Dataset entries
____________________

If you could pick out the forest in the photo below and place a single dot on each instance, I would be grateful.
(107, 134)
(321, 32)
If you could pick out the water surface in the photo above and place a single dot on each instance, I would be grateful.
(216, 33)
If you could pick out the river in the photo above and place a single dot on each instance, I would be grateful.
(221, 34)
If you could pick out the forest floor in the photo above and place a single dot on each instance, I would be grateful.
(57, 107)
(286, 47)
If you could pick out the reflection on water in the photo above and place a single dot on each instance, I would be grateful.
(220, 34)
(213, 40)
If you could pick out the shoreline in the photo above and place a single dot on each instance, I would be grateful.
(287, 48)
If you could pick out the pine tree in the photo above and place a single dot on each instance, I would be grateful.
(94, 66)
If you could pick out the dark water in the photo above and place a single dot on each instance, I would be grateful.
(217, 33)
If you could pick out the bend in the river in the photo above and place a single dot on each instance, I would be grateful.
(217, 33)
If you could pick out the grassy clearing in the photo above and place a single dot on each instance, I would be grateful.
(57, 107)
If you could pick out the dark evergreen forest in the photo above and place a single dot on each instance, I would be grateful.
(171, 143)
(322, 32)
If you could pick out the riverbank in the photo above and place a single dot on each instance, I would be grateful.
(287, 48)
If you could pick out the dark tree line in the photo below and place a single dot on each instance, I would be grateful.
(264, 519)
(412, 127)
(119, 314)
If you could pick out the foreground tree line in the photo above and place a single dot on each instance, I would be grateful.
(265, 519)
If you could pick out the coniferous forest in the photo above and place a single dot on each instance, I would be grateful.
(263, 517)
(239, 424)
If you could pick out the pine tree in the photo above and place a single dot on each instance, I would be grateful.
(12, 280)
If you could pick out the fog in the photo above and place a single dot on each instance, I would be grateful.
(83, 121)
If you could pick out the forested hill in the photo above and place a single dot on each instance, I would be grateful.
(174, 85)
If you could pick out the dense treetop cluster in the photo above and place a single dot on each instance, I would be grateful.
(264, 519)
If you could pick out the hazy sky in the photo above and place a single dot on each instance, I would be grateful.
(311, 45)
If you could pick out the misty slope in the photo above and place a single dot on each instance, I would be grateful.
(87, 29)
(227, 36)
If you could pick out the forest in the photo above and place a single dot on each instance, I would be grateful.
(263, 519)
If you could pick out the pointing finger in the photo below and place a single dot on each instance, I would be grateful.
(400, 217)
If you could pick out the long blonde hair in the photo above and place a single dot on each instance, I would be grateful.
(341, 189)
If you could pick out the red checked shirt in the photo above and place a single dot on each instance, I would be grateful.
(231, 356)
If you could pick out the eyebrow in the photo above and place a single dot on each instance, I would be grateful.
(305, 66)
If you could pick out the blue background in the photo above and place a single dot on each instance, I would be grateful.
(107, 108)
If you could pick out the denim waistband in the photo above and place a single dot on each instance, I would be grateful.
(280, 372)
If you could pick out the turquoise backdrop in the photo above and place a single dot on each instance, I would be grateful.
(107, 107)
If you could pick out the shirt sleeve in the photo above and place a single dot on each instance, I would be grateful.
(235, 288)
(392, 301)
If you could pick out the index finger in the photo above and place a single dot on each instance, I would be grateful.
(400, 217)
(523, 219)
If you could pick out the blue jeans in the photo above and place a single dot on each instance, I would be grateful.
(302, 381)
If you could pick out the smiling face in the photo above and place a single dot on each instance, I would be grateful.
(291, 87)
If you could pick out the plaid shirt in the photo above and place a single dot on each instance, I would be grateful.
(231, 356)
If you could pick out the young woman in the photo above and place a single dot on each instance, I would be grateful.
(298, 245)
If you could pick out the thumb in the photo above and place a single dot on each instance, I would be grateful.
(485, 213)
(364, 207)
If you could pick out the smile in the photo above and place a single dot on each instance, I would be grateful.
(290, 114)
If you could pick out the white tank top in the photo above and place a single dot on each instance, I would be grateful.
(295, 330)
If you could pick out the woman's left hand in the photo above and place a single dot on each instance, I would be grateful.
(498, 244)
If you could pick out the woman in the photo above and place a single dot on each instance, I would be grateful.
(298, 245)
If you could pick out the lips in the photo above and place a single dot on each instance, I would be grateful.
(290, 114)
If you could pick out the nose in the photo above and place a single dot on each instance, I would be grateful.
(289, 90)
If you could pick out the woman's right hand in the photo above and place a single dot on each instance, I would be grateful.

____________________

→ Directive: Return the listing above word for word.

→ Completed task:
If you could pick out the forest in the photo below and place a single dot on each instance, I would be grateful.
(107, 134)
(321, 32)
If you could pick out the water surface in the photo above and place a single dot on each instance, I would be grateful.
(216, 33)
If you could pick out the river in the photo above and place a single dot on each instance, I would be grateful.
(221, 34)
If you could pick out the forest floor in the photo above and place a single dot on each instance, I would be grateful.
(57, 107)
(286, 47)
If you could pick out the reflection on water in the photo above and place a single dot on each instance, I would be grateful.
(220, 34)
(213, 40)
If you could pick out the shoreline in the photo above and place a single dot on each instance, I would be grateful.
(287, 48)
If you could pick out the pine tree in the photo above and place a single dot on each instance, I would be grateful.
(94, 66)
If you could pick out the dark water in the photo above and place a single dot on each instance, I would be grateful.
(217, 33)
If you could pick out the bend in the river in the photo above and place a single dot on each instance, I would be grateful.
(217, 33)
If you could pick out the grassy clearing in the photo above and place a single dot on each instance, I would be grateful.
(57, 107)
If you could pick out the dark evergreen forest in the photo above and place a single dot on each instance, I would be grateful.
(171, 143)
(322, 32)
If you could pick out the riverbank in the photo above and place a single dot on each instance, I would be grateful.
(287, 48)
If you could pick out the dark tree line in the photo below and place a single dot on each instance, I would be grateful.
(264, 519)
(412, 127)
(119, 314)
If you could pick out the foreground tree line in the photo above and place a single dot on each instance, I would be grateful.
(265, 519)
If you could pick out the coniferous forest in the photo above and place a single dot on each instance, I would be grateful.
(263, 517)
(239, 424)
If you could pick out the pine tree in the photo above and place a single dot on each instance, I would be grateful.
(12, 280)
If you could pick out the fog in the photo above and place a single dot on each instance, I would be grateful.
(83, 121)
If you could pick out the forested hill in the photo above and place a single dot on each instance, I would be grateful.
(174, 85)
If you could pick out the dense treetop cluster in the photo above and place a single dot on each instance, I would be grateful.
(264, 519)
If you could pick out the hazy sky in the photo above and place a single dot on each instance, I would be grateful.
(311, 45)
If you could pick out the misty slope in the photo above and place a single dot on each instance, I would be grateful.
(87, 29)
(227, 36)
If you could pick out the forest in the photo above and place a single dot on each instance, I would be grateful.
(263, 519)
If you could pick out the pointing finger in the photo below and place a single dot on each instance, I would be grateful.
(400, 217)
If you could pick out the long blonde hair in the photo above and place a single dot on each instance, I would be grateful.
(341, 189)
If you could pick out the red checked shirt in the photo above and place a single dot on each instance, I would be grateful.
(231, 356)
If you could pick out the eyebrow in the photo above and place a single dot on each instance, I would be grateful.
(305, 66)
If you could pick out the blue background in the photo above and place a single dot on each instance, I would be grateful.
(107, 108)
If you could pick out the denim waistband in the photo above and place a single dot on each instance, I would be grateful.
(280, 372)
If you could pick out the turquoise backdrop in the photo above and place a single dot on each instance, I would be grateful.
(107, 107)
If you could pick out the shirt sleeve in the photo above and place a single dot on each instance, I would be grateful.
(235, 288)
(392, 301)
If you could pick out the index finger in the photo above and place a single dot on each instance, I would be grateful.
(400, 217)
(523, 219)
If you could pick out the blue jeans in the photo above and place a single dot on each instance, I would be grateful.
(302, 381)
If you could pick out the smiling face in the photo above and place a single dot on each instance, I would be grateful.
(291, 87)
If you could pick out the plaid shirt in the photo above and place a single dot on each instance, I would be grateful.
(231, 356)
If you could pick out the young woman in the photo above and place a single dot on each instance, I would be grateful.
(298, 245)
If you could pick out the thumb in the photo above and place a single dot on each instance, I would be grateful.
(485, 213)
(364, 207)
If you could pick out the smile in the photo above and place a single dot on each instance, I would be grateful.
(290, 114)
If you could pick out the white tank top in the photo above and place a single dot on each instance, I would be grateful.
(295, 330)
If you could pick out the woman's left hand in the photo above and place a single dot on each instance, I would be grateful.
(498, 244)
If you could pick out the woman in the photo above and place a single dot on each instance, I would be grateful.
(298, 245)
If you could pick out the lips in the photo above and place a single dot on each instance, I would be grateful.
(290, 114)
If you could pick out the nose in the photo above and place a single dot on each instance, I would be grateful.
(289, 90)
If you could pick out the woman's right hand in the photo above and place a single dot on each instance, I would be grateful.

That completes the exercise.